What to work on:
1. In the One Health panel listing, in which building and room is the session held?
2. Name every community that the One Health panel listing says the approach brings together.

Text excerpt:
|---|
Click the star to add/remove an item to/from your individual schedule.
You need to be logged in to avail of this functionality.

P28


The "One Health" approach to understanding climate change and infectious disease - is it enough? 
Convenors:
Kathy Maskell (University of Reading)
Claire Heffernan (University of Bristol)
Formats:
Panels
Location:
Senate House - Montague Room
Start time:
28 May, 2016 at
Time zone: Europe/London
Session slots:
1

Short Abstract:

The "One Health" approach takes an holistic view of health and brings together medical, veterinary, public health and environmental communities. To what extent can this approach help us understand the influence of climate change within the complex and changing landscape of infectious disease?

Long Abstract:

In recent years the emergence of a range of threats to human health originally attributed to animal pathogens such as Sudden Acute Respiratory Syndrome (SARS) and Ebola have highlighted the need for a combined approach to health which recognises the interactions between human health, animal health and environmental issues. With this recognition has come the rise of the "One Health" agenda which aims to promote and improve the health of humans, animals and the environment.

In this panel we will bring together representatives from the medical, veterinary, public health and environmental communities to discuss how the "One Health" approach might be utilised more extensively as a platform to understand the impacts of climate change on infectious disease.

Increasing temperatures, changing rainfall patterns and more frequent extreme weather events can have complex direct and indirect effects on infectious disease. At the same time many non-climatic factors are influencing the disease landscape. For example, greater mobility of human and animal populations has the potential to expose populations to new pathogens.

It has been argued that climate change is not a single driver of disease and is better viewed as an embedded context likely to influence a range of diseases in the same landscape among resident human, livestock and wildlife hosts at the same time. We will ask how best to unlock the potential of the "One Health" approach to identify such synergies and interactions important to disease transmission at a systems level.
|---|
Recorded information:
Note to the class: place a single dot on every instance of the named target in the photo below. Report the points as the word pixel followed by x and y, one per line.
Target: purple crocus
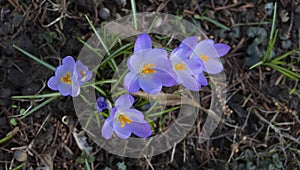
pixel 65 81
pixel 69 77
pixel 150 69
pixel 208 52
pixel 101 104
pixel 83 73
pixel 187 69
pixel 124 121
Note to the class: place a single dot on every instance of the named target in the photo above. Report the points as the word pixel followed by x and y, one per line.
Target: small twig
|---|
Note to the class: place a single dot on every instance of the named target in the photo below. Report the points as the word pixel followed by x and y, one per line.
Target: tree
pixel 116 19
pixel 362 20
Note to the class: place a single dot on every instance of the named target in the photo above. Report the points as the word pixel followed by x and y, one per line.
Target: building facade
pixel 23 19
|---|
Answers given:
1. Senate House, Montague Room.

2. Medical, veterinary, public health and environmental.